TASK INSTRUCTIONS |
a – Copy the stretch of the Tennessee drag-law passage from "After the state’s" through "the Sixth Circuit.", keeping it word for word.
b – Proceed with the passage on Tennessee's drag law, picking up right after its final sentence.

PASSAGE |
------------
After the state’s ban sparked a legal battle with Memphis-based theater company Friends of George’s, a federal judge temporarily blocked the law. Then, on June 2, U.S. District Judge Thomas Parker ruled that the law violates performers’ First Amendment rights and deemed it unconstitutional. The ruling prevents the law from taking effect in Tennessee’s Shelby County and creates potential for further legal challenges elsewhere in the state. Tennessee Attorney General Jonathan Skrmetti has already said that he plans to appeal the ruling to the U.S. Court of Appeals for the Sixth Circuit.

“This ruling is a turning point, and we will not go back,” said GLAAD president/CEO Sarah Kate Ellis in a statement. “Every anti-LGBTQ elected official is on notice that these baseless laws will not stand and that our constitutional freedom of speech and expression protects everyone and propels our culture forward.”

But LGBTQ+ advocates in Tennessee point out that, overturned or not, the law’s initial passage still accomplished one goal: creating a culture of confusion and fear surrounding self-expression in the state. Due to the intentional vagueness of the law, its enforcement would come down to individual interpretation, sparking hypothetical questions like, “If Harry Styles comes and does a concert at Bridgestone Arena in Nashville and has on a frilly shirt or a skirt or a dress…” posits Morris. “What do we do then? In a place like Tennessee, it’s obviously really meant to fearmonger.”

Maren Morris in drag as Willie Nelson photographed on May 9, 2023 in Los Angeles. Hair by Laura Polko at PRTNRS. Makeup by Diane Buzzetta at Blended Strategy. Drag Makeup Consulting by Landon Cider. Manicure by Queenie Nguyen at Nailing Hollywood. Styling by Dani Michelle at The Only Agency. Vintage shirt and bolo tie, Our Legacy jeans, Nick Fouquet hat.
------------
RECORDED DATA |
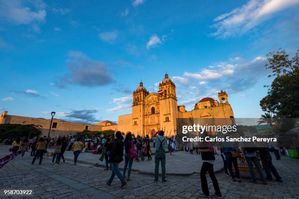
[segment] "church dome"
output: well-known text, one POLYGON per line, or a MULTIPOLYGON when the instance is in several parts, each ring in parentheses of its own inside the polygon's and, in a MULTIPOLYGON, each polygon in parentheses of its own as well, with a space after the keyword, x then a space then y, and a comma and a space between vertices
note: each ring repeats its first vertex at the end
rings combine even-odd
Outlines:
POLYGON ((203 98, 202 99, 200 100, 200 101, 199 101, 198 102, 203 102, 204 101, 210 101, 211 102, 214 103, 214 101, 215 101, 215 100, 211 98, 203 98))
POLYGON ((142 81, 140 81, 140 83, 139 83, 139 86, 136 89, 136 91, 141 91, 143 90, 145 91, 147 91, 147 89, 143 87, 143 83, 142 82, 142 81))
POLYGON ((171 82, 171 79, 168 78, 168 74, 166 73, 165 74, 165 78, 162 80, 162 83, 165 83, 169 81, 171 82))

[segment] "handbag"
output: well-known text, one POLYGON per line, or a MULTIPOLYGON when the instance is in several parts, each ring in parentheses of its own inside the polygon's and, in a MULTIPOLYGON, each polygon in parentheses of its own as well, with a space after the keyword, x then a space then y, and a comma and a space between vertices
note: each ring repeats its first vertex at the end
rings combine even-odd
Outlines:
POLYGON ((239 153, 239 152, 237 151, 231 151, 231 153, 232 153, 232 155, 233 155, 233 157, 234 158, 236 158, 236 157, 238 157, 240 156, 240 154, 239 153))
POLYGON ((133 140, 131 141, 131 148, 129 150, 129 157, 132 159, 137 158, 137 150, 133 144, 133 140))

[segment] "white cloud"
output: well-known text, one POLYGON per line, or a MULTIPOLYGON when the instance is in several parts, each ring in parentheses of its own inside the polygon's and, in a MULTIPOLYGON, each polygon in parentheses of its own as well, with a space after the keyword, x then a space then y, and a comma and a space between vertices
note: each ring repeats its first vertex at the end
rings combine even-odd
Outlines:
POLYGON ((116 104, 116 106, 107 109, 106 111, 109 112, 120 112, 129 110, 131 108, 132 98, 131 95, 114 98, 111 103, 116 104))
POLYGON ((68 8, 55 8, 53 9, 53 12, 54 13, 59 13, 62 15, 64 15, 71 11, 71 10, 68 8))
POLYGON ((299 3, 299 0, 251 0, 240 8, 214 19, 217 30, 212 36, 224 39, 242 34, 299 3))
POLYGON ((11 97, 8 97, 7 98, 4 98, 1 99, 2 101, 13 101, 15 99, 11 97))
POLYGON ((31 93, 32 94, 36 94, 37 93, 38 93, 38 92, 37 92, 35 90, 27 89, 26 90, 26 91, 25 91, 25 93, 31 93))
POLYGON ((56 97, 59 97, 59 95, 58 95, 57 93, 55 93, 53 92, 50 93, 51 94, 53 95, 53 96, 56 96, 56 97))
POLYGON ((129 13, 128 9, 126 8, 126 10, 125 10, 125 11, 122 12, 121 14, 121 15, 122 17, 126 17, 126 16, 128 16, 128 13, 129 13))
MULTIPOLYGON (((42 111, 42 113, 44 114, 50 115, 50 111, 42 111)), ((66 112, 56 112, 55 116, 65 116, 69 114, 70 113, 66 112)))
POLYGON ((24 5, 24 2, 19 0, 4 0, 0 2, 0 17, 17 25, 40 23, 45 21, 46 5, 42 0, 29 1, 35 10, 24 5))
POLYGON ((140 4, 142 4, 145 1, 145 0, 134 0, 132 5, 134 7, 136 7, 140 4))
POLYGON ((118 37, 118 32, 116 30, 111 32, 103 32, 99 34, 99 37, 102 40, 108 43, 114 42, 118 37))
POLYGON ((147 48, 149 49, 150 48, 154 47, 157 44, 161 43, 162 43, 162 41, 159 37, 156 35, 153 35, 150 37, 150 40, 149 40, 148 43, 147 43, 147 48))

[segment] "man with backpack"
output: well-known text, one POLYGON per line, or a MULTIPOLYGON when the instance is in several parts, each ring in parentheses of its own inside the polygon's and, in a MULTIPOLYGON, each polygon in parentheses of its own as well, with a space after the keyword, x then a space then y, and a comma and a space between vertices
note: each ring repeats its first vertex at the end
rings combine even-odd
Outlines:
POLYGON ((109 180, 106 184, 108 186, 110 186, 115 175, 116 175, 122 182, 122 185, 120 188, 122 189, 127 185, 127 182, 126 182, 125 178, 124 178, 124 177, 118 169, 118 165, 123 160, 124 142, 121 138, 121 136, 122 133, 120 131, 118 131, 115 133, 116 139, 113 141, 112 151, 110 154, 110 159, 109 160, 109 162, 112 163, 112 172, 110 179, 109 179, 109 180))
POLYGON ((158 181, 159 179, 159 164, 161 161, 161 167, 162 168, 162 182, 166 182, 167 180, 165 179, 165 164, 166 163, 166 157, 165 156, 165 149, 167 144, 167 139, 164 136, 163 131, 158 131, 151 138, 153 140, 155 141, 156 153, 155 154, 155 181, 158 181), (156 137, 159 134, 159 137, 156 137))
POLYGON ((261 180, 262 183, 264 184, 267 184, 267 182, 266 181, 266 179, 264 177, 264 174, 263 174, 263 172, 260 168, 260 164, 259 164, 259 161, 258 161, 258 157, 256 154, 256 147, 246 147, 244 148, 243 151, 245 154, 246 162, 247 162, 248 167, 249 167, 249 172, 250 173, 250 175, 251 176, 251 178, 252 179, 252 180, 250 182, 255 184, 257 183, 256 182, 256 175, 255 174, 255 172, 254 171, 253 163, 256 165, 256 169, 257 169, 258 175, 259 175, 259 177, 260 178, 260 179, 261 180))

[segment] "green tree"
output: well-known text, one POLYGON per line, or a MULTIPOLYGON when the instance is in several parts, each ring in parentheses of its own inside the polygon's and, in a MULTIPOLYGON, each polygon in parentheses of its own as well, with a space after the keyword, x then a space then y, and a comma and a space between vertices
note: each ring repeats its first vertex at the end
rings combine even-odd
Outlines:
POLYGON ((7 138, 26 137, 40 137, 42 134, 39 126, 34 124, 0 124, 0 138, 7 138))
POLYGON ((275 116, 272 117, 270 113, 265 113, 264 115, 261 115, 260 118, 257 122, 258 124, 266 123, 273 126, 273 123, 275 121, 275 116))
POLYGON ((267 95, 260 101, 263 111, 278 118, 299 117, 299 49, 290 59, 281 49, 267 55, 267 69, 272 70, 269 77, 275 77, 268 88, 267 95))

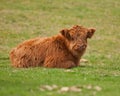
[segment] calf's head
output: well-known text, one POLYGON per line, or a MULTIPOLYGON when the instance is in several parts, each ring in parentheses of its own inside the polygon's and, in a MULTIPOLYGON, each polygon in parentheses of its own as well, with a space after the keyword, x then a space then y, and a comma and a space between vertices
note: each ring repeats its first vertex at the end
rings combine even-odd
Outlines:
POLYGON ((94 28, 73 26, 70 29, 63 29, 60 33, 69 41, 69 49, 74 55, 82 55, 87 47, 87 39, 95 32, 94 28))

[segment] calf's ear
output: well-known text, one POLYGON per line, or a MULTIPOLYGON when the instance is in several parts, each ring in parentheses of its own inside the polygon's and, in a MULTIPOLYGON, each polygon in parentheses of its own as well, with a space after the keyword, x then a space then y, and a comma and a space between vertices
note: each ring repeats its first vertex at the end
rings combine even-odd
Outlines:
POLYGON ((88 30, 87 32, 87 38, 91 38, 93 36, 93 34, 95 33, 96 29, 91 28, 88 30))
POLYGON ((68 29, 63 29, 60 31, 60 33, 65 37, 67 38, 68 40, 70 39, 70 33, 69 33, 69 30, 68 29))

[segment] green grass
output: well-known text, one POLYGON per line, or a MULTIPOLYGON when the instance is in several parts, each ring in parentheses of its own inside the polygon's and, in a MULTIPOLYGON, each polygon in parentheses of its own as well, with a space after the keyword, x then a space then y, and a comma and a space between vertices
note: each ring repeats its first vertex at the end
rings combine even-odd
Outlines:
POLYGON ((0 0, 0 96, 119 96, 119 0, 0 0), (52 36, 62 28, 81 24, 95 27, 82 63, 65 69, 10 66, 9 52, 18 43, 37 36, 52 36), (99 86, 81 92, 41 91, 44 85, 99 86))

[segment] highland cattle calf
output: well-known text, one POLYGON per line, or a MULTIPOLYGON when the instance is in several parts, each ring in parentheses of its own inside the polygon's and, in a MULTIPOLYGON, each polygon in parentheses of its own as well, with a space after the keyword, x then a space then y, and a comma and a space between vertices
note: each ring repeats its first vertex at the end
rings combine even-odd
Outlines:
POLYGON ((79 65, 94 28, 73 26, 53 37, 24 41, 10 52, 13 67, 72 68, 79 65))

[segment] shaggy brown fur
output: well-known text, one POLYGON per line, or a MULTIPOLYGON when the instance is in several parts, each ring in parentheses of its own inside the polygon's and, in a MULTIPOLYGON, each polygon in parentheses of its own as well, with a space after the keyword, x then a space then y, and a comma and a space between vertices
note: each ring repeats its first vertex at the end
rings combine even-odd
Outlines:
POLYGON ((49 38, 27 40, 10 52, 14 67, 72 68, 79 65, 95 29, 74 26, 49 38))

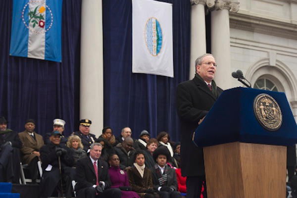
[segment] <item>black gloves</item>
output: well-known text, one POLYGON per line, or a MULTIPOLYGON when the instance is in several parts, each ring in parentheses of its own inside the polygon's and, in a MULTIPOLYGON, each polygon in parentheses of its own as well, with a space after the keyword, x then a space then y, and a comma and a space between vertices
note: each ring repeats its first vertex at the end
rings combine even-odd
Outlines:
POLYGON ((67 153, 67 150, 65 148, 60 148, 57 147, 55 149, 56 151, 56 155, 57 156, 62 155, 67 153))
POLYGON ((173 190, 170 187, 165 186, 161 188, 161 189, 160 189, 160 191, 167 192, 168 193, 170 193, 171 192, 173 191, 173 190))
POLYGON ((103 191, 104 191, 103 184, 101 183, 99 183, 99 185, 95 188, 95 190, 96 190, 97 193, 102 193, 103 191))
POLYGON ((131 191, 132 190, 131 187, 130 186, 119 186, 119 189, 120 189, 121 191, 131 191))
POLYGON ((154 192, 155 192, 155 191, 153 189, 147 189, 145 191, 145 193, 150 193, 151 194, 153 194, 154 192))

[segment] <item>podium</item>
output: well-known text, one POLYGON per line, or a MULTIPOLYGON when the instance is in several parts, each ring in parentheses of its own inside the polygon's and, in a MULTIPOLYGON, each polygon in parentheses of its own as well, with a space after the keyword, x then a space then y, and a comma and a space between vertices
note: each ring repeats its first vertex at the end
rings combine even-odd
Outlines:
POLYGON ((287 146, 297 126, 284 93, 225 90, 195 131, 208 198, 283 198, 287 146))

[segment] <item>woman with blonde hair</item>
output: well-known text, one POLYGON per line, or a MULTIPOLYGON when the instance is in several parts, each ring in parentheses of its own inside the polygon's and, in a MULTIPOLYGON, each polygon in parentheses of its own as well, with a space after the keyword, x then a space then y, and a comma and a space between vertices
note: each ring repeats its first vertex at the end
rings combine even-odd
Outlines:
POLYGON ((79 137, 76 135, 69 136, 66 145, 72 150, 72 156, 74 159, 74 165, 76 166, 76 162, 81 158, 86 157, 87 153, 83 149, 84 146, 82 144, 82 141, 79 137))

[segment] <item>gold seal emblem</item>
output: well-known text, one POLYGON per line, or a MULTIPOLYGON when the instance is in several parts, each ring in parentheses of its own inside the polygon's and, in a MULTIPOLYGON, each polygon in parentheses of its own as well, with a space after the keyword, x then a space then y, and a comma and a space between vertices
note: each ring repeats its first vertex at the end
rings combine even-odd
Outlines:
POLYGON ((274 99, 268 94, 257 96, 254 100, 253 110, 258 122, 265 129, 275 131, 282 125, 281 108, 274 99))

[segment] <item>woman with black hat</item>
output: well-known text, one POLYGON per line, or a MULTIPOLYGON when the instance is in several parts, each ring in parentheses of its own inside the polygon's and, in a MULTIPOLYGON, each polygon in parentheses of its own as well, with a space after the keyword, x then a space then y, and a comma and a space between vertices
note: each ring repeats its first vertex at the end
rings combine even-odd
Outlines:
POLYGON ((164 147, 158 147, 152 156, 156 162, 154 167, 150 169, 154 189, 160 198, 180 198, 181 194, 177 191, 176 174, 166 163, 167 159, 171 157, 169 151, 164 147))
------------
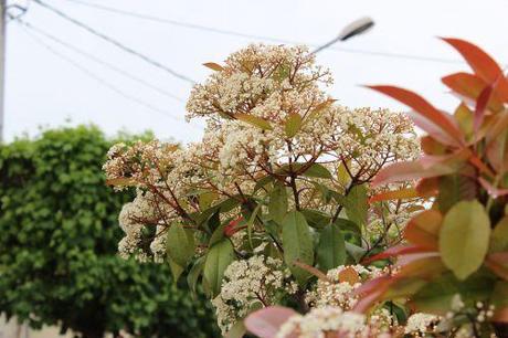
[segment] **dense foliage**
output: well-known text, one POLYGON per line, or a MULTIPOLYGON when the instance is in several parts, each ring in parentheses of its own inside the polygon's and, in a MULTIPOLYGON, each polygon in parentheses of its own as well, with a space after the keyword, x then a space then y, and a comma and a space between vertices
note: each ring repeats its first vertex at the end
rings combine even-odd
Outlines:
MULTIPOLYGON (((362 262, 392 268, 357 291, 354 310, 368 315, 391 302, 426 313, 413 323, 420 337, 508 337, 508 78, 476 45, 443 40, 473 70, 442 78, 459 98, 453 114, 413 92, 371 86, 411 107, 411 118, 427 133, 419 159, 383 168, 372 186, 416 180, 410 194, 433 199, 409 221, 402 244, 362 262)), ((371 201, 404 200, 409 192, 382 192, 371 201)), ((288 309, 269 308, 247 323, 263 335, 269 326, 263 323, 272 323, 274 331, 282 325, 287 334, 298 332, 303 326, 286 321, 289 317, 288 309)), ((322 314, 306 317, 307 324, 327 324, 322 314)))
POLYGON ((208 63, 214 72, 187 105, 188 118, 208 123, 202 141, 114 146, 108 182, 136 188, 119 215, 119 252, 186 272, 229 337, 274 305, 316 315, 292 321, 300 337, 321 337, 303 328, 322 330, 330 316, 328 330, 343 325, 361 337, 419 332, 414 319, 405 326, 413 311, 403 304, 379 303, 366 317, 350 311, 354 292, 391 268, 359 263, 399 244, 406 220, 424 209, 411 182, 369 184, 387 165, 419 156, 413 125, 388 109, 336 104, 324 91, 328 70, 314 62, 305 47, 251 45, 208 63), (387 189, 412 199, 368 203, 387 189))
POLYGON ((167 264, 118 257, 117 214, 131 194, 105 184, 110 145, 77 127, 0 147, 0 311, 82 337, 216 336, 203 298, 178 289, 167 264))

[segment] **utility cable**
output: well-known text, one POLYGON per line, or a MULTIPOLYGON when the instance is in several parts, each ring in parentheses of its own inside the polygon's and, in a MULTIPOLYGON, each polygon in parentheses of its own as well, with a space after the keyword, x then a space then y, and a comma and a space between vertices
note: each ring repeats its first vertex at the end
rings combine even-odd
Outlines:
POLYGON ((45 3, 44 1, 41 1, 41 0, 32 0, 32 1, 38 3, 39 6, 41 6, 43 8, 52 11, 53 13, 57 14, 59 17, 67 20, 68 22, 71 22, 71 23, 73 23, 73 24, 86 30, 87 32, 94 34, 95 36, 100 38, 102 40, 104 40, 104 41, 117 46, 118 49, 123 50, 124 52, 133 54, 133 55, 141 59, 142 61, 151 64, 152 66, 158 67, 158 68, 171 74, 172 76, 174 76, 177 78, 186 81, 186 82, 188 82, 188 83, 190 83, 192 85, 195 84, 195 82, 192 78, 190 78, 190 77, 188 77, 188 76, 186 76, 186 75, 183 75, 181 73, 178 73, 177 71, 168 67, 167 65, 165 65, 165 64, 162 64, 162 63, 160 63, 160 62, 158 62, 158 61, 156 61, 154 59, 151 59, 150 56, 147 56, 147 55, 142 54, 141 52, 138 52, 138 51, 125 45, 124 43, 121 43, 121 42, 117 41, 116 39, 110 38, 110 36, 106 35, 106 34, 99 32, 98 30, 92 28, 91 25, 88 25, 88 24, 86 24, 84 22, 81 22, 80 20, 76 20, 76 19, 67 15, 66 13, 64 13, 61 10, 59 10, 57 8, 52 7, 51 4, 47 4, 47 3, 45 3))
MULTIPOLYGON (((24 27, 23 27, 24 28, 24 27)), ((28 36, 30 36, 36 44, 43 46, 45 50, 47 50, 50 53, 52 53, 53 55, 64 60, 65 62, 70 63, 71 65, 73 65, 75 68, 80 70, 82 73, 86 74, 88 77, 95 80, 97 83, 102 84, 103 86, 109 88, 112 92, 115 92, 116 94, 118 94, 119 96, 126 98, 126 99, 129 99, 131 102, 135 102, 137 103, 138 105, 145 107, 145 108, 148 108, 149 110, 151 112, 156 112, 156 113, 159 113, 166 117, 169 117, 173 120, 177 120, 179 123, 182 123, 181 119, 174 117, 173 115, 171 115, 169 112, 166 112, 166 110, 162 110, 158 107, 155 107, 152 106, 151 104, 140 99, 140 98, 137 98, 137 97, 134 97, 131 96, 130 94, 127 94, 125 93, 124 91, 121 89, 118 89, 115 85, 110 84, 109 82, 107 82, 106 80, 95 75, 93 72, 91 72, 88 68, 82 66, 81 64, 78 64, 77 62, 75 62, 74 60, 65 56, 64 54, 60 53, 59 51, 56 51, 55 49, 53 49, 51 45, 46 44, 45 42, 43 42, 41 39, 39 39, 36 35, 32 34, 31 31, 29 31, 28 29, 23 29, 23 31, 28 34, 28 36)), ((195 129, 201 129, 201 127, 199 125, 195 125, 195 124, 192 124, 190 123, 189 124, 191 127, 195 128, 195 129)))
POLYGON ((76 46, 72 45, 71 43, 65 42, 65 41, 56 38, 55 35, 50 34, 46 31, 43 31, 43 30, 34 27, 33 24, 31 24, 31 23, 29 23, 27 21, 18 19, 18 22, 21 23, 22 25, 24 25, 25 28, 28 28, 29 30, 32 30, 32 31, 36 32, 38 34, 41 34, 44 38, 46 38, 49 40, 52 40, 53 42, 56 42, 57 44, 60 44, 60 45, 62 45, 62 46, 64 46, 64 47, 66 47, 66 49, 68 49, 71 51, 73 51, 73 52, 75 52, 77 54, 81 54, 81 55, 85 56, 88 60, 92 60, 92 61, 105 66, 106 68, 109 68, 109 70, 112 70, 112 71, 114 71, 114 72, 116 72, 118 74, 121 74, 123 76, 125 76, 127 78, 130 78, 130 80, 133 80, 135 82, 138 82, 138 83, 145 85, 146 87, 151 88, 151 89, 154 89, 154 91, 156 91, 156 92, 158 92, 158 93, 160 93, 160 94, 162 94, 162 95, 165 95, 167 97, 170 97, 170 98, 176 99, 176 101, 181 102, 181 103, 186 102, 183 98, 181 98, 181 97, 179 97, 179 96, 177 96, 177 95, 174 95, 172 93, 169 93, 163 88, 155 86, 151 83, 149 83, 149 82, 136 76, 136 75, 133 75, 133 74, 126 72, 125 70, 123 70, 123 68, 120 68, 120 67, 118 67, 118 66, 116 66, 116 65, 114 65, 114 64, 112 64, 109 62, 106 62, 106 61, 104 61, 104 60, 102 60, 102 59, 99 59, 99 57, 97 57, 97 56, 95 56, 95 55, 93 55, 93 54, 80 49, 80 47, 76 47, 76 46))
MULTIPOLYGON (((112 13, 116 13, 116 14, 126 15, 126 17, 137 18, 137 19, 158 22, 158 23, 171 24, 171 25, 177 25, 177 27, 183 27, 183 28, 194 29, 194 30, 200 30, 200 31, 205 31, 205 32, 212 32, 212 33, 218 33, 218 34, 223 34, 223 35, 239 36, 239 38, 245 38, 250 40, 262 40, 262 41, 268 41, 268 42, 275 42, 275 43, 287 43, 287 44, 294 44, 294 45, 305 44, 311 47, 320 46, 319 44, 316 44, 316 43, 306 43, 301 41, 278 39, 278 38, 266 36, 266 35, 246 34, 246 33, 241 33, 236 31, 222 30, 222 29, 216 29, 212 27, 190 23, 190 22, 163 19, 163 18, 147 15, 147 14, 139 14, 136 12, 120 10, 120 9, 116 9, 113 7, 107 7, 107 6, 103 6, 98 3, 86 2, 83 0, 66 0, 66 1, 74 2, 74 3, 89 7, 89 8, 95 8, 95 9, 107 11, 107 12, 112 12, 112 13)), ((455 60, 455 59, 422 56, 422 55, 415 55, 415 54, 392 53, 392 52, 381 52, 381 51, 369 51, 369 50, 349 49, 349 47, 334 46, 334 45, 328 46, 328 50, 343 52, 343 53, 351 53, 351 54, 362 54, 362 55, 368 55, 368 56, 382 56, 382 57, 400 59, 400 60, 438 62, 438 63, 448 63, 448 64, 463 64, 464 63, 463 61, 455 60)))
------------
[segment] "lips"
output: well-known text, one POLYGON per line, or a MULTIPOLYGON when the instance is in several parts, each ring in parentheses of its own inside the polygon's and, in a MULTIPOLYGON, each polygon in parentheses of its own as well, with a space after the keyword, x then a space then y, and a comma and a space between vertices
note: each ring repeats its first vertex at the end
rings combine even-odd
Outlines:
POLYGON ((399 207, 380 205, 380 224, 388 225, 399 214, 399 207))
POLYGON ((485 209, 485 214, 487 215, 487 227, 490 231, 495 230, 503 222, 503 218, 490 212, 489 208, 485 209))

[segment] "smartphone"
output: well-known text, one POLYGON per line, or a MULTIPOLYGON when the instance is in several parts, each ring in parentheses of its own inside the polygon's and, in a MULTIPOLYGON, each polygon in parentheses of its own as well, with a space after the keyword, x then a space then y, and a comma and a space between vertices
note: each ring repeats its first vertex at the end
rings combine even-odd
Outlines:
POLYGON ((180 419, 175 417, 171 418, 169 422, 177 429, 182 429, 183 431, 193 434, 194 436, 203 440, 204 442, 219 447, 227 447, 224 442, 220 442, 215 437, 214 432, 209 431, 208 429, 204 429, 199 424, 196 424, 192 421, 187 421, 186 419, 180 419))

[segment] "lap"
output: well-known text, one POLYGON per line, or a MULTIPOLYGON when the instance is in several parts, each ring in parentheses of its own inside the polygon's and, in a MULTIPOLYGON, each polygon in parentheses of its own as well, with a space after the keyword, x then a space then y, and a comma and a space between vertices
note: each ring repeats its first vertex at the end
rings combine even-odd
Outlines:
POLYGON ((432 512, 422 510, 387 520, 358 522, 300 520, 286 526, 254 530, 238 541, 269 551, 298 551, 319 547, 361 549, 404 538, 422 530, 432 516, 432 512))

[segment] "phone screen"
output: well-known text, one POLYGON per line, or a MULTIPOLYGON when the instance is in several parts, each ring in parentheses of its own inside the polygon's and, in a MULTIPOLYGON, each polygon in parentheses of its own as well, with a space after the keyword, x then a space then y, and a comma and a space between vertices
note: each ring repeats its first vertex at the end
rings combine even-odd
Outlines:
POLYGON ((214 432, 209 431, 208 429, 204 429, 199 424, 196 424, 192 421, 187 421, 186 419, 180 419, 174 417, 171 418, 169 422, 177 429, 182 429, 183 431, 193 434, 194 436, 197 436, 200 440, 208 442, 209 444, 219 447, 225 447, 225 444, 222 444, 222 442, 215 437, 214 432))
------------
RESPONSE LIST |
a –
After the state’s ban sparked a legal battle with Memphis-based theater company Friends of George’s, a federal judge temporarily blocked the law. Then, on June 2, U.S. District Judge Thomas Parker ruled that the law violates performers’ First Amendment rights and deemed it unconstitutional. The ruling prevents the law from taking effect in Tennessee’s Shelby County and creates potential for further legal challenges elsewhere in the state. Tennessee Attorney General Jonathan Skrmetti has already said that he plans to appeal the ruling to the U.S. Court of Appeals for the Sixth Circuit.

b –
Munachi Osegbu

At least 15 other states, including Arizona, Arkansas, Florida, Missouri, North Carolina and Texas, are either considering or have already passed legislation similar to Tennessee’s drag ban — and that’s creating an impending sense of dread that keeps the drag stars and Morris fired up. “If you don’t want to go to a drag show, don’t go to a drag show. If you don’t want to have your kids at a drag show, don’t take your kids to a drag show. But don’t put that on us!” Symone exclaims. Cider nods in agreement. “The only part of ‘grooming’ that I’m doing,” he says, “is grooming kids to find joy in their authentic selves.”

Maren Morris: How have you been coming to terms with the number of anti-LGBTQ+ bills passing through the state legislatures around the country? I live in Tennessee, and I feel like that’s unfortunately at the forefront for a lot of them.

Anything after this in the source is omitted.